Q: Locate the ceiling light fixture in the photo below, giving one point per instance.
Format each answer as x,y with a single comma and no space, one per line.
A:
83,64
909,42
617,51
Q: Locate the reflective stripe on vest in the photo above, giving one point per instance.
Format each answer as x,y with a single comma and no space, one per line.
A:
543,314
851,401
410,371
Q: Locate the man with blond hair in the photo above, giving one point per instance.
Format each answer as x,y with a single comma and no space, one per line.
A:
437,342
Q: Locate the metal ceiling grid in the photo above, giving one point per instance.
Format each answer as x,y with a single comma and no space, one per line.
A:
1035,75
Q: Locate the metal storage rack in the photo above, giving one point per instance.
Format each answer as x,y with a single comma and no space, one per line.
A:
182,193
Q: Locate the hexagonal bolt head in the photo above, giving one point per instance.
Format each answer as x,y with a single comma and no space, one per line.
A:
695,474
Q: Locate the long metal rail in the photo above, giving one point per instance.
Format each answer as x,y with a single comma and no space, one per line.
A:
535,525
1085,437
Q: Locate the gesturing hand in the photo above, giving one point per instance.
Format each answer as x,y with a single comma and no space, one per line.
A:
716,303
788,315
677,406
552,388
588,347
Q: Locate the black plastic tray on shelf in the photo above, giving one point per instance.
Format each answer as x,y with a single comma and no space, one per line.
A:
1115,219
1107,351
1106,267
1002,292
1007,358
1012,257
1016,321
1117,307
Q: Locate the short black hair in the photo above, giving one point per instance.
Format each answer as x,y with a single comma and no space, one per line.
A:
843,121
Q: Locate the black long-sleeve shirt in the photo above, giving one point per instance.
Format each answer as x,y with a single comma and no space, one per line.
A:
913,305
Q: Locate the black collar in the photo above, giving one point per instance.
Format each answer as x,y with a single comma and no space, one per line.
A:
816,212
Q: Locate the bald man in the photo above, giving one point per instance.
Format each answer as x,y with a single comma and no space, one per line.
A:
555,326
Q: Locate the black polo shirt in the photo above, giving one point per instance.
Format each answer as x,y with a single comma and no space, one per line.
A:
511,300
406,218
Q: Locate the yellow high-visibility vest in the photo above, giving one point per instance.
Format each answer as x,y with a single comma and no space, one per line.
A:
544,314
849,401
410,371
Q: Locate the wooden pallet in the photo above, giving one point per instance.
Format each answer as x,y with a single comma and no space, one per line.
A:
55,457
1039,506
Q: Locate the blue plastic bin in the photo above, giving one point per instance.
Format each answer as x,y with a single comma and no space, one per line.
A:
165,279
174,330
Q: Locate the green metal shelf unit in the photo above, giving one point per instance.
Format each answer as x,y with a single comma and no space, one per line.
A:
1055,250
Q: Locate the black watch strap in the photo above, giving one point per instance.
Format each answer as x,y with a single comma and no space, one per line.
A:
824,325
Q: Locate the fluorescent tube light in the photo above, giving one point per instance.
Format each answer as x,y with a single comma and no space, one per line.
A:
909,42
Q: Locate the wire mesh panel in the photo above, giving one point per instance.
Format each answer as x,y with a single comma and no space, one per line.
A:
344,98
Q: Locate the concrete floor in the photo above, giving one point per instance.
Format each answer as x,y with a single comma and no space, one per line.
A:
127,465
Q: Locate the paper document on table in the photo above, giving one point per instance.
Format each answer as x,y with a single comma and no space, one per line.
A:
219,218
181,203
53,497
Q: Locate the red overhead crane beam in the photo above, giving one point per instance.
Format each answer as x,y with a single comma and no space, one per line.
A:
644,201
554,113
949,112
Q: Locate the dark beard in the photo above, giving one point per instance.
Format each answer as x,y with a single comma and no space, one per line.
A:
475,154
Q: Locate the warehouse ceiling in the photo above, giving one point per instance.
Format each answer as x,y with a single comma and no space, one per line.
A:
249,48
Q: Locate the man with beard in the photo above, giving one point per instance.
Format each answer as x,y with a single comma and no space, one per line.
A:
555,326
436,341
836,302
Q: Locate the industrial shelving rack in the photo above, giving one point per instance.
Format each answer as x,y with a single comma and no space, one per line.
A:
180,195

|---|

* _AIM_
Reproduce every line of the listing from the line containing "Q: Locate the man with beard" down to the end of the listing, both ends included.

* _TASK ANSWER_
Q: Locate the man with beard in the photo above, giving one point per instance.
Format each answer as x,y with a single comma and no space, one per line.
A:
555,326
436,341
836,302
Q: Locate the industrial shelving rack in the photo above, giving one point per instance.
Format each answer as x,y with a single comma and no space, one per line.
A:
180,195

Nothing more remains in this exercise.